### Task to complete
Repeat exactly the lines of the listing from the line containing "Identify a point for each instance of the vegetation" through its last line, and nothing beyond them.

### Information shown
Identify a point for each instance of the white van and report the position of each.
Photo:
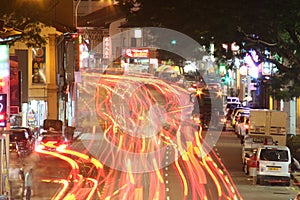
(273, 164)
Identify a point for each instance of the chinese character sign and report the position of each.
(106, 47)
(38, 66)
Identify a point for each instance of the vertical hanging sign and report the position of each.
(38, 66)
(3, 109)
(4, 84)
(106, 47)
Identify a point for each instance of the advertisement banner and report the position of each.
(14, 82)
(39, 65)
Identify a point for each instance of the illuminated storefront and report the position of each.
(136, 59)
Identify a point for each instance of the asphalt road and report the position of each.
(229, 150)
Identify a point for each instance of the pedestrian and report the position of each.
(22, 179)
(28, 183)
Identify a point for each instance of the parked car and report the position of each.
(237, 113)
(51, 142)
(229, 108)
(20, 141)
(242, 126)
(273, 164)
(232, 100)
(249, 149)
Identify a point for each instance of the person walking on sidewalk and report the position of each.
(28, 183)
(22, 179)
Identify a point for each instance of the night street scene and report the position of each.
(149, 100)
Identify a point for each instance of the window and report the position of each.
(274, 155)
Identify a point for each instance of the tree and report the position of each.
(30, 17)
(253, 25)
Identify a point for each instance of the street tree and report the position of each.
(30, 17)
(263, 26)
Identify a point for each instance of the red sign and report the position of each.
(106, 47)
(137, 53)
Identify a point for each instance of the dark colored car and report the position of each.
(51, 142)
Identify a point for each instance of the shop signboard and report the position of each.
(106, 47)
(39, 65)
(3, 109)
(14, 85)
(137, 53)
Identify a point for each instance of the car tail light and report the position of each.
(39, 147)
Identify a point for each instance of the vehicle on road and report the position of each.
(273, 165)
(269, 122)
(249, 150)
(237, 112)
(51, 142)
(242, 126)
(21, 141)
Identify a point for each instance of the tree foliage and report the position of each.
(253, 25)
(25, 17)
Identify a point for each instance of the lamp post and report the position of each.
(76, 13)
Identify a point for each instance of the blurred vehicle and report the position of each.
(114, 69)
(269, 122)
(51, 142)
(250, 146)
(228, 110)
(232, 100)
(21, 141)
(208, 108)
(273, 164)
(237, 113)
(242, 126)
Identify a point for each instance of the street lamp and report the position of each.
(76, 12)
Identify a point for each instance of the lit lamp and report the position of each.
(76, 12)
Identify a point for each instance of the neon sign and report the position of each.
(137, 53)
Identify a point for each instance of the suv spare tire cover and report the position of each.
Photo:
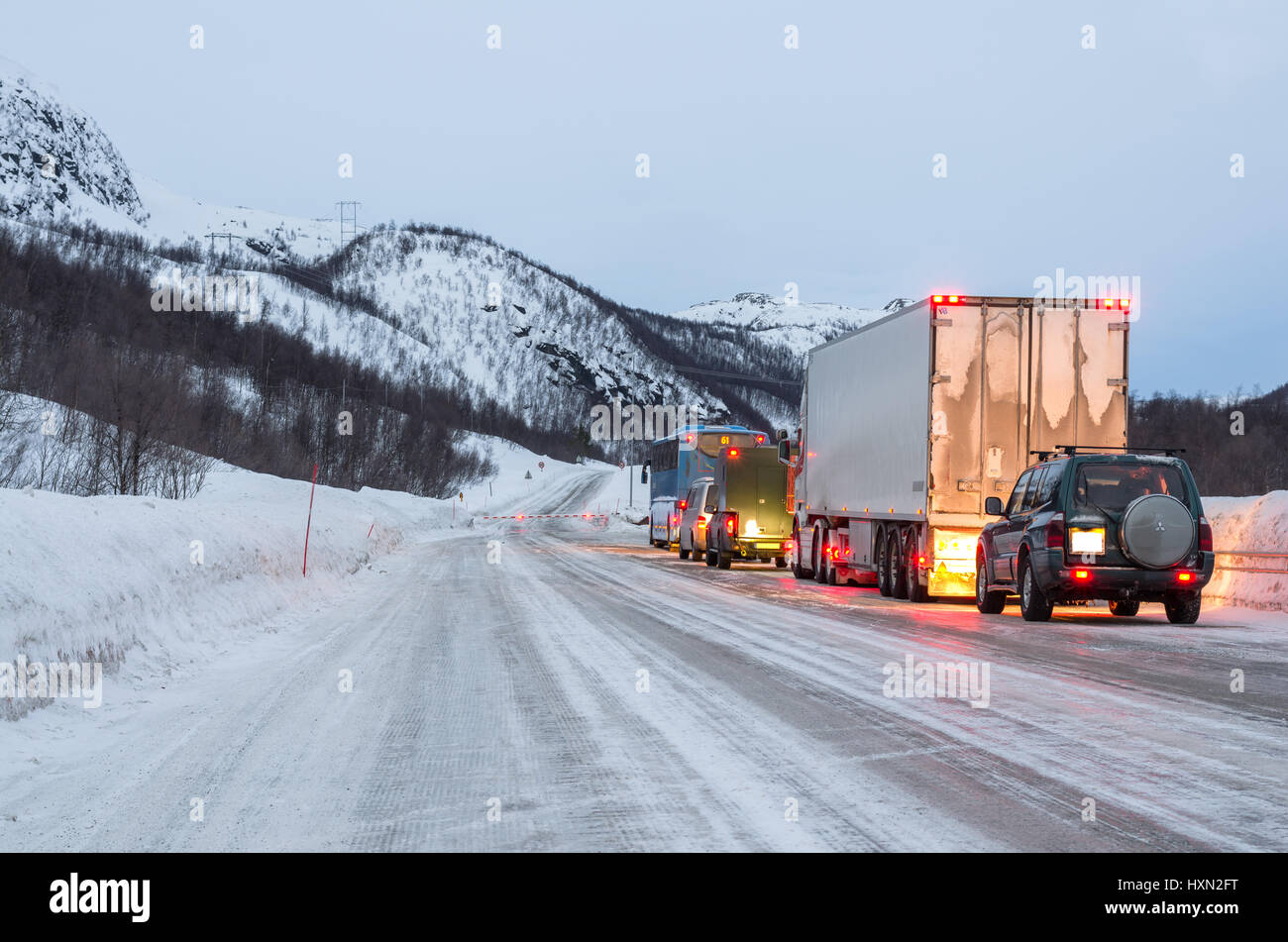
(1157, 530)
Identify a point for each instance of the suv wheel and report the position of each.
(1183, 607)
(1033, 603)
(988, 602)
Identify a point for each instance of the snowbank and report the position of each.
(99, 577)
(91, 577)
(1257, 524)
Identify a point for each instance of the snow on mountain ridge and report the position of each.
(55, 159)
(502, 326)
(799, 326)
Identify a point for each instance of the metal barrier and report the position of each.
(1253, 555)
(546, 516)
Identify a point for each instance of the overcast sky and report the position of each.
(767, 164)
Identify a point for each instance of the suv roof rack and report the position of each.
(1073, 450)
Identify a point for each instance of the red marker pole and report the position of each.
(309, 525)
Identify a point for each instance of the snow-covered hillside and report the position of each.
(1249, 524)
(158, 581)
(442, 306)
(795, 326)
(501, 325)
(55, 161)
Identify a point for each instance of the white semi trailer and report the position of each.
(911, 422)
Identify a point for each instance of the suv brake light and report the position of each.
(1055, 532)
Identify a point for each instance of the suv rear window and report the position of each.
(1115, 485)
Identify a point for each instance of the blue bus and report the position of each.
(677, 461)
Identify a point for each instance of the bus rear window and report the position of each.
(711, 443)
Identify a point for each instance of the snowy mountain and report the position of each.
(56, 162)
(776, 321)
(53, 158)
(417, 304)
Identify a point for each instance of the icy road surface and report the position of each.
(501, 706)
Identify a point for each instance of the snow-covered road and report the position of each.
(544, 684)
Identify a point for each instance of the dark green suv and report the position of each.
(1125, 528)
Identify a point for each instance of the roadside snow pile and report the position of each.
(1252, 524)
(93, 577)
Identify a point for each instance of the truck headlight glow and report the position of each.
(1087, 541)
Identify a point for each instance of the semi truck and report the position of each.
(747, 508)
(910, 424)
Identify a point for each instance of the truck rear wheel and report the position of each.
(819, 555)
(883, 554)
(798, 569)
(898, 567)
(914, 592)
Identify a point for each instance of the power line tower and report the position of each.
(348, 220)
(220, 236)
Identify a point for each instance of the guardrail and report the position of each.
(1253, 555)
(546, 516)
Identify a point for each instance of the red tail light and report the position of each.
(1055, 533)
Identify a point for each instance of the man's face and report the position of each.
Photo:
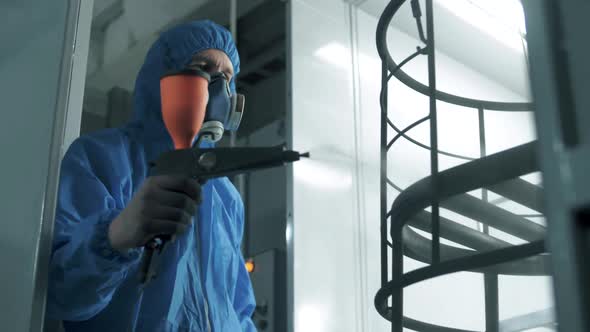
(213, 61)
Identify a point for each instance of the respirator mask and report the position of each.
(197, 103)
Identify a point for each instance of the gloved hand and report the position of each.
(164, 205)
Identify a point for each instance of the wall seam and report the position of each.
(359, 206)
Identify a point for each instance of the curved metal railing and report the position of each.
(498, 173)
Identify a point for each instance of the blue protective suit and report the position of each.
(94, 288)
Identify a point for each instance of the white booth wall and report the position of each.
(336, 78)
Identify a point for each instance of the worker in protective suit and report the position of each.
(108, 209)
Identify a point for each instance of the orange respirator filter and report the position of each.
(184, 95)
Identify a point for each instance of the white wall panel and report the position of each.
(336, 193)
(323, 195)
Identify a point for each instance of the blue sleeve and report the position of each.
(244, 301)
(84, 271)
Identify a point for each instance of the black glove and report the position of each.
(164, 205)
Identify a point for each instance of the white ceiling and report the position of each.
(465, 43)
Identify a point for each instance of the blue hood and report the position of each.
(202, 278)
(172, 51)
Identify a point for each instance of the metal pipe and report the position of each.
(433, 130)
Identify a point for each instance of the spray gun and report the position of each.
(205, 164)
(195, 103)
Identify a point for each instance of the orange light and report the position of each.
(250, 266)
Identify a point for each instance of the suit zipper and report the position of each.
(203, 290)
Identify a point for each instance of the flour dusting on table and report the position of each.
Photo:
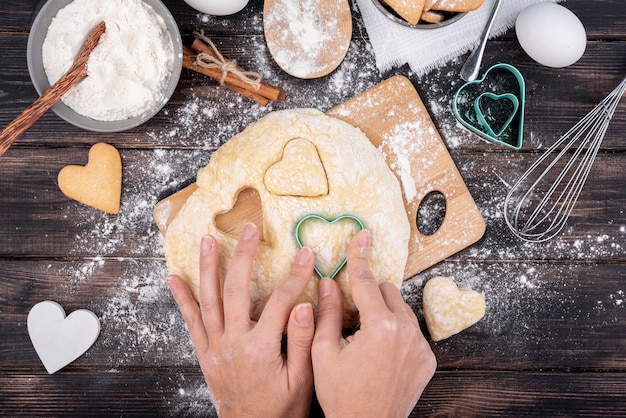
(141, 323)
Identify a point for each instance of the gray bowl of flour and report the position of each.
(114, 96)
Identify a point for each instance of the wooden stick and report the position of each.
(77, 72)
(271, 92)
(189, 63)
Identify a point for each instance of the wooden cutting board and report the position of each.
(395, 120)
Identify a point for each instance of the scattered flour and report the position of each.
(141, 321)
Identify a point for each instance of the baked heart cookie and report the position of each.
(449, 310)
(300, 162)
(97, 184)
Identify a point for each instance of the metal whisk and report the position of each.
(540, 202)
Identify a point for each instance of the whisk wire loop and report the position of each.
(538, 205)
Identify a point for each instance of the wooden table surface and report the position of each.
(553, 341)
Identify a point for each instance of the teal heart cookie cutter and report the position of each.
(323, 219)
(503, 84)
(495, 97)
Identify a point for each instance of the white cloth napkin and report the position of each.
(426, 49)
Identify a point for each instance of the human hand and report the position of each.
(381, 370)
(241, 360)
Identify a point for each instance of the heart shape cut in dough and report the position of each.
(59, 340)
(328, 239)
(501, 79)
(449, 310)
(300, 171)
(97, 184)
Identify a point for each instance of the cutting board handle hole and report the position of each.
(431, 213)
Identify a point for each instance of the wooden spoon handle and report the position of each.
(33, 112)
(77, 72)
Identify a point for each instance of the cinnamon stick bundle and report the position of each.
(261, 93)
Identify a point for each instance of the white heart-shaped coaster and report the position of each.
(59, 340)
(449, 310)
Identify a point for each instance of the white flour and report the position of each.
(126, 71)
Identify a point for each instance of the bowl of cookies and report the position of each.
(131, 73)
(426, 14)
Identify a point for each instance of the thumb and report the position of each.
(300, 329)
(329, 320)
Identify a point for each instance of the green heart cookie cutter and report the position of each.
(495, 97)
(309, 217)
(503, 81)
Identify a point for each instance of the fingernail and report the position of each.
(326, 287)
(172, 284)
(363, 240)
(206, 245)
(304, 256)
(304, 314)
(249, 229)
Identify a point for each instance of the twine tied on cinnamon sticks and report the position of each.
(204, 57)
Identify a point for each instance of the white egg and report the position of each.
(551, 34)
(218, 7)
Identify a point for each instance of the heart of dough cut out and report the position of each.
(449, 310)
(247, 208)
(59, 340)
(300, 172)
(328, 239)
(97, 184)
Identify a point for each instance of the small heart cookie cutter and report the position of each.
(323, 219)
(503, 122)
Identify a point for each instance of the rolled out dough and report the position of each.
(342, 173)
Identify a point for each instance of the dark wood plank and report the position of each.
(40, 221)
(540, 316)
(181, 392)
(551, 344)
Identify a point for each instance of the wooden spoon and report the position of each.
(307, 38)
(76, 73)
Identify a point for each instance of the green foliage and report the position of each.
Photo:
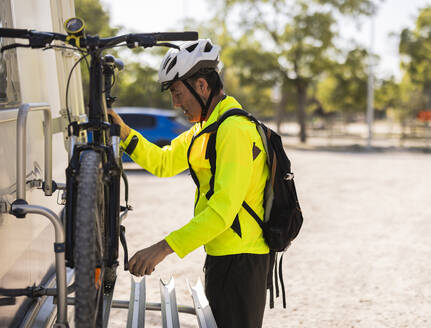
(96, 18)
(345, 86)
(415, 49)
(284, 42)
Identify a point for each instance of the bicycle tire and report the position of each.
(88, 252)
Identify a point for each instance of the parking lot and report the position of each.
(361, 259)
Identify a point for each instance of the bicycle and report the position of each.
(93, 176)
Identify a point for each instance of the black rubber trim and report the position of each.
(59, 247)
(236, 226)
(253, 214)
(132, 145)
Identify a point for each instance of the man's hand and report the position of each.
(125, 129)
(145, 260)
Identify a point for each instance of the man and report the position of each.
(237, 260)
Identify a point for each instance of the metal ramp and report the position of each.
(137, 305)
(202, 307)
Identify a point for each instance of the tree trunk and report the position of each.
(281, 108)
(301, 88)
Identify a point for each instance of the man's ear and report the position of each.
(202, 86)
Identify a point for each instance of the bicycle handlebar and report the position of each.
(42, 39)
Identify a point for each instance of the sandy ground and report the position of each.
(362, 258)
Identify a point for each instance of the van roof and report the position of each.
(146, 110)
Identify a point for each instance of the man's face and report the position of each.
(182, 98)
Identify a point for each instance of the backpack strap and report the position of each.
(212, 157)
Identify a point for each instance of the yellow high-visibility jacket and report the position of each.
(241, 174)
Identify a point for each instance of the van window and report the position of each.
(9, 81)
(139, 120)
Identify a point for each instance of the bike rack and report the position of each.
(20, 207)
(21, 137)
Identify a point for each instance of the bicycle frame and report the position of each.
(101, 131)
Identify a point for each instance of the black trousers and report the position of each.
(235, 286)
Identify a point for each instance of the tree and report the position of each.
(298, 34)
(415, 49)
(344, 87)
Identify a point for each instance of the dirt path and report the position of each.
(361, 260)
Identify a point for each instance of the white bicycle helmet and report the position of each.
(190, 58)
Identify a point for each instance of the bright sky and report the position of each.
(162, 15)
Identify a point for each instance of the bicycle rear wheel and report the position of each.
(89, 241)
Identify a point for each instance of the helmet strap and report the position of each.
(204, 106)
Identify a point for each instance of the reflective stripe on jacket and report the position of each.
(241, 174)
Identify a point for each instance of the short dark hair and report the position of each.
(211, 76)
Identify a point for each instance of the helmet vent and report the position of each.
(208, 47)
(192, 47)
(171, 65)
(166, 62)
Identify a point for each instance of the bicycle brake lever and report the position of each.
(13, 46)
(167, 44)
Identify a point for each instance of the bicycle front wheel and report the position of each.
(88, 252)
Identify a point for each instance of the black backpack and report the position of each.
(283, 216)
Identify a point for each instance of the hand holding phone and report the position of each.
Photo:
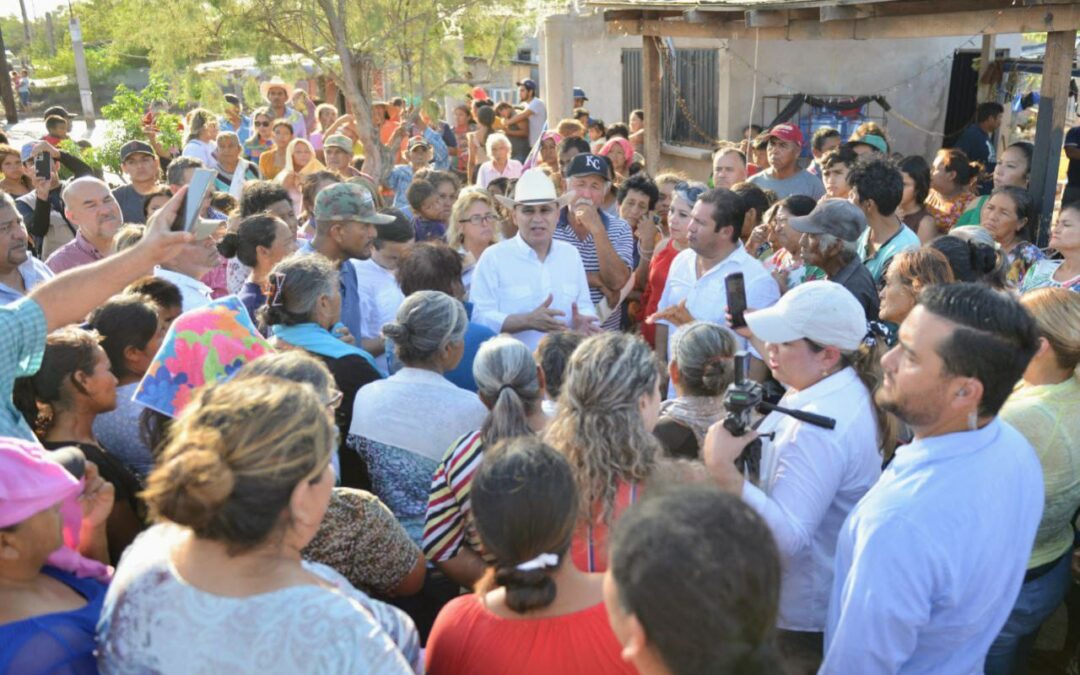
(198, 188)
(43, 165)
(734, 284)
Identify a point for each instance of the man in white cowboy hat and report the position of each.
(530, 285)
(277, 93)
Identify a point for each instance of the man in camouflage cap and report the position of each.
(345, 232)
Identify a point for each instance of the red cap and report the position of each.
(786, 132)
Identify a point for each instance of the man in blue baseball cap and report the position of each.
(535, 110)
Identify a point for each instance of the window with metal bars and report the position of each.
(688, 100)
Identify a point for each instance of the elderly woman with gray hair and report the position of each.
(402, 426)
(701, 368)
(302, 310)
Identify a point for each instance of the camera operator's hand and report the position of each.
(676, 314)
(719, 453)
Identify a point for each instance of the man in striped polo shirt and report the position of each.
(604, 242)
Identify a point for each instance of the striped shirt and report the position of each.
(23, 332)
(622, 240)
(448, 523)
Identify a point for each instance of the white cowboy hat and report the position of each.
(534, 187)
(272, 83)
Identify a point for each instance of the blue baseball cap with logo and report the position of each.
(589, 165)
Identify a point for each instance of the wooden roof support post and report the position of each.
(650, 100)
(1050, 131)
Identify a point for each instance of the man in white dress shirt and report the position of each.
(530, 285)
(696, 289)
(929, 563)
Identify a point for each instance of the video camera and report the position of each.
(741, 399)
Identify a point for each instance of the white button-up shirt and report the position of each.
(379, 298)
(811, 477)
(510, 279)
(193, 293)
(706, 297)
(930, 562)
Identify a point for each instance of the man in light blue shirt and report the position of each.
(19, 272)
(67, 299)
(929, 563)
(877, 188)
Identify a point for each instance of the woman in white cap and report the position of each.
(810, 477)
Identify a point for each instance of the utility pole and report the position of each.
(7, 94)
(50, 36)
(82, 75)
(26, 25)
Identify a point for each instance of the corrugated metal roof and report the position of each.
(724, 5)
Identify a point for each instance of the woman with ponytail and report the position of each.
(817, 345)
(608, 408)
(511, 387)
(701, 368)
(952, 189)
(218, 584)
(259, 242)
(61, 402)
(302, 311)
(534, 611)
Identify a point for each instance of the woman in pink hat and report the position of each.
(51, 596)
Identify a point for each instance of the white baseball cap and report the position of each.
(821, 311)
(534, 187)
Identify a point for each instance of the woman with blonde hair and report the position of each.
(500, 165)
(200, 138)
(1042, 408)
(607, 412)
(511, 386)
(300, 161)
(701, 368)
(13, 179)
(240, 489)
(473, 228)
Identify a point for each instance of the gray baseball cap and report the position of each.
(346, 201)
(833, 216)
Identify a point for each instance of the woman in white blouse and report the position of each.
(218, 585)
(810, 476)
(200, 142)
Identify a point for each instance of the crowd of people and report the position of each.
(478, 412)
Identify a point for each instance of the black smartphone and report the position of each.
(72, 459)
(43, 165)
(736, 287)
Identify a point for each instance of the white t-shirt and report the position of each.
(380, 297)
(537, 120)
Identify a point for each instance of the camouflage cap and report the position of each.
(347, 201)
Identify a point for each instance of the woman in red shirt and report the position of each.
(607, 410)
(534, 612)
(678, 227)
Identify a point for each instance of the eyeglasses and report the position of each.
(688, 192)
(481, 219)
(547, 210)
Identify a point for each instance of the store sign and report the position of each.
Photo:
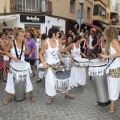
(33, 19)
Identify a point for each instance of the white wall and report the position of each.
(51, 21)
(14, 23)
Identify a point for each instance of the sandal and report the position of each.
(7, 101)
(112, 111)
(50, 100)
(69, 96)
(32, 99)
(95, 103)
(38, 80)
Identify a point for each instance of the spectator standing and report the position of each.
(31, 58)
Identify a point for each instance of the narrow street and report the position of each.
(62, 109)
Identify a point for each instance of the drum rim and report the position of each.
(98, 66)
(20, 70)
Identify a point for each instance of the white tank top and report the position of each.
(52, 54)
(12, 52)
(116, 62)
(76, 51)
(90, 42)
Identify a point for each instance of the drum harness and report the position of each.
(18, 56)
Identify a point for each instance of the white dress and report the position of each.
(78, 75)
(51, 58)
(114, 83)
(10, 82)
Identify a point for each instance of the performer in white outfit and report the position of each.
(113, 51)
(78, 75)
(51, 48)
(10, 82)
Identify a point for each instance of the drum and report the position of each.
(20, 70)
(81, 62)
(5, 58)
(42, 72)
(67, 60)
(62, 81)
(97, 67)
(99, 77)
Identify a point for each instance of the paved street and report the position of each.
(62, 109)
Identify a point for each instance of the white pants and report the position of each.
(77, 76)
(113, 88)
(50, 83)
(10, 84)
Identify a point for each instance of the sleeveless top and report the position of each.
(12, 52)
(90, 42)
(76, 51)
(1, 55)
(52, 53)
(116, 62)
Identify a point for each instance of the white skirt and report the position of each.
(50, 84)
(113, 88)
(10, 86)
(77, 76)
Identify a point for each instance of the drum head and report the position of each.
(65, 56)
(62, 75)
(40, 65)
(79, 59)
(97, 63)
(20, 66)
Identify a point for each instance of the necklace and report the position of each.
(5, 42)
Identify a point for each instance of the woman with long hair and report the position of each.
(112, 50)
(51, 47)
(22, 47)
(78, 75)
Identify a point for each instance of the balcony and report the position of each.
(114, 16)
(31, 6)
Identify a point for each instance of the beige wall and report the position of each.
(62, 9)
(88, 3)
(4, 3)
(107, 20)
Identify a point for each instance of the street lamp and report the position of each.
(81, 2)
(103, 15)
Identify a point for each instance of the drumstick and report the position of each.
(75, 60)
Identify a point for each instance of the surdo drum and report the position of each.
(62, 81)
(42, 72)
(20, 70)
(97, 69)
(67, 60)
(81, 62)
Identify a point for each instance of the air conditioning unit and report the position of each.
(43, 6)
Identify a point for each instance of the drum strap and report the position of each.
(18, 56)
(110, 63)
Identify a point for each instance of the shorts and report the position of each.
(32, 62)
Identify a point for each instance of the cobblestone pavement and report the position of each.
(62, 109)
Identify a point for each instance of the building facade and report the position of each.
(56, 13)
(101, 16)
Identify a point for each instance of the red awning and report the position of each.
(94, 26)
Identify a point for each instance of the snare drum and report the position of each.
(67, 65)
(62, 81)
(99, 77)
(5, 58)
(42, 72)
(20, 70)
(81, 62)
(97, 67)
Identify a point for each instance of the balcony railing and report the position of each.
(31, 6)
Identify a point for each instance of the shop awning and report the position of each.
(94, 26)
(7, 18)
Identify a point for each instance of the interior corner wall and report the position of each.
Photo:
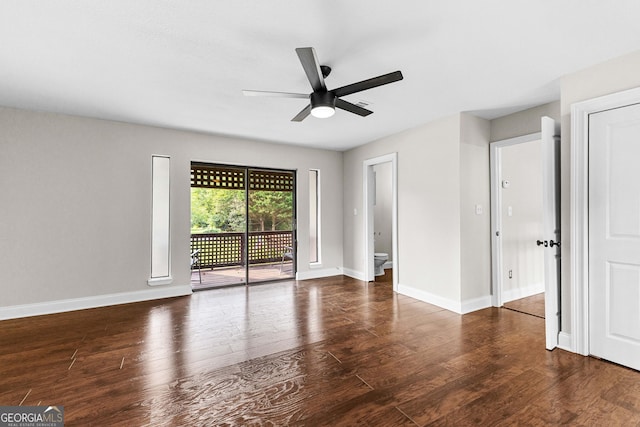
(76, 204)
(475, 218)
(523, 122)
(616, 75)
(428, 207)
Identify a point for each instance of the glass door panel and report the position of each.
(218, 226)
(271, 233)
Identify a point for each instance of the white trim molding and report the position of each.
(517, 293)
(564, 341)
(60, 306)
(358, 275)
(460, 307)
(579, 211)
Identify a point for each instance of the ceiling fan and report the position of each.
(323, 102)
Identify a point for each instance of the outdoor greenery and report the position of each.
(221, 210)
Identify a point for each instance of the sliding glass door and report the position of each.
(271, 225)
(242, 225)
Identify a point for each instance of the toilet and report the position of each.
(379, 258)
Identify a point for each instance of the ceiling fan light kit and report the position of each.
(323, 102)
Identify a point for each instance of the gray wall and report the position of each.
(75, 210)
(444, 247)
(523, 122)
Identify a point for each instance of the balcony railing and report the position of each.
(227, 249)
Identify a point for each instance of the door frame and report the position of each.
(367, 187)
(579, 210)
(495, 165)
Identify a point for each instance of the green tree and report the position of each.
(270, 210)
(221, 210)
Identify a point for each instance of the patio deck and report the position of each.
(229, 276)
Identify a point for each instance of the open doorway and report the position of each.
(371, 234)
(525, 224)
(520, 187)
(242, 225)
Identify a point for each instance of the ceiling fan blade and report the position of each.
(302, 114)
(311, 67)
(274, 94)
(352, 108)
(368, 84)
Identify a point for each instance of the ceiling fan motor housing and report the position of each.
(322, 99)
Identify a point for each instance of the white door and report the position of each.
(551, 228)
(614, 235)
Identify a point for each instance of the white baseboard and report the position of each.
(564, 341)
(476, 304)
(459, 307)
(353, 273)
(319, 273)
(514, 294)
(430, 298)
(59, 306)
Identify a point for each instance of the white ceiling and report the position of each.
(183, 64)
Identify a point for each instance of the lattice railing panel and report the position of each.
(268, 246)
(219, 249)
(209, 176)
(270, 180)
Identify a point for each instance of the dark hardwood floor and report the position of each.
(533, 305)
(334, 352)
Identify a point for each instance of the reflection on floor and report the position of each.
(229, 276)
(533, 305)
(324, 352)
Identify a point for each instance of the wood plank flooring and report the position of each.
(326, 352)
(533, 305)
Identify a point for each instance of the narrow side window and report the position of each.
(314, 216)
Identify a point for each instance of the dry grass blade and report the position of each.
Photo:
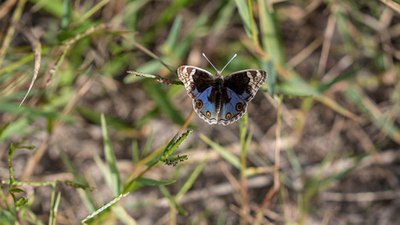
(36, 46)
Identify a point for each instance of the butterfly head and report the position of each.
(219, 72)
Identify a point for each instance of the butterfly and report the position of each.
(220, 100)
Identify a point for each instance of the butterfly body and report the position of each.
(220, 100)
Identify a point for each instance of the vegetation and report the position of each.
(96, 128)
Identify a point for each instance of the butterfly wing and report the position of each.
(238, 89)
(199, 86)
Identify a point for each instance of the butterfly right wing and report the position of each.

### Answer section
Identify a point for each instance of the vegetation and report the position of each.
(96, 128)
Identify a point for each instance of the butterfly wing and report the position of each.
(238, 89)
(199, 86)
Identify a point for each instance of the butterfly right wing and report the position of each.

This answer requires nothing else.